### Activities
[1] From the Chinook breed description, write out the passage that begins at the words "Like all breeds" and ends after the words "are healthy dogs.".
[2] According to the Chinook breed description, in what country was the Chinook developed?
[3] List every feature that the Chinook breed description names in the sentence beginning "The Chinook is an impressive dog".

### Exercise text
========================

The Chinook was developed in the United States as a sled dog whose function was drafting and sled dog racing. Bred to combine the power of freighting breeds with the speed of the lighter racing sled dogs, he is an athletic, hard bodied dog showing good forward reach and rear extension in a seemingly tireless gait. The Chinook is an impressive dog, with an aquiline muzzle, dark almond eyes, black eye markings, a variety of ear carriages, and a tawny, close fitting coat. His saber tail is held in a graceful sickle curve. The male should appear unquestionably masculine; the female should have a distinctly feminine look and be judged equally with the male. A dignified and affectionate family dog, the Chinook is known for his love of children. The Chinook is to be presented in a natural condition with no trimming. The following is a description of the ideal Chinook.
Like all breeds there may be some health issues, like hip dysplasia, eye disease or patellar luxation, Some dogs may be faced with these health challenges in their lives, but the majority of Chinooks are healthy dogs.

========================

### Stored data
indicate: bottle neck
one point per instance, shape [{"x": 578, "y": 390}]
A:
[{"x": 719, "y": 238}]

========================

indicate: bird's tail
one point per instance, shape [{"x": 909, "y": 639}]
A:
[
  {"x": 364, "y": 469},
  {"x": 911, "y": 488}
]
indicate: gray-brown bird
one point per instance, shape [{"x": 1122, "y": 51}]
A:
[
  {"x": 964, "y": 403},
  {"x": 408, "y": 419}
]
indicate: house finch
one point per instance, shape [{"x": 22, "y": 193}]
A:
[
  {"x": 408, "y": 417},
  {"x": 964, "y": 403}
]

========================

### Answers to the tasks
[1]
Like all breeds there may be some health issues, like hip dysplasia, eye disease or patellar luxation, Some dogs may be faced with these health challenges in their lives, but the majority of Chinooks are healthy dogs.

[2] The United States.

[3]
- an aquiline muzzle
- dark almond eyes
- black eye markings
- a variety of ear carriages
- a tawny, close fitting coat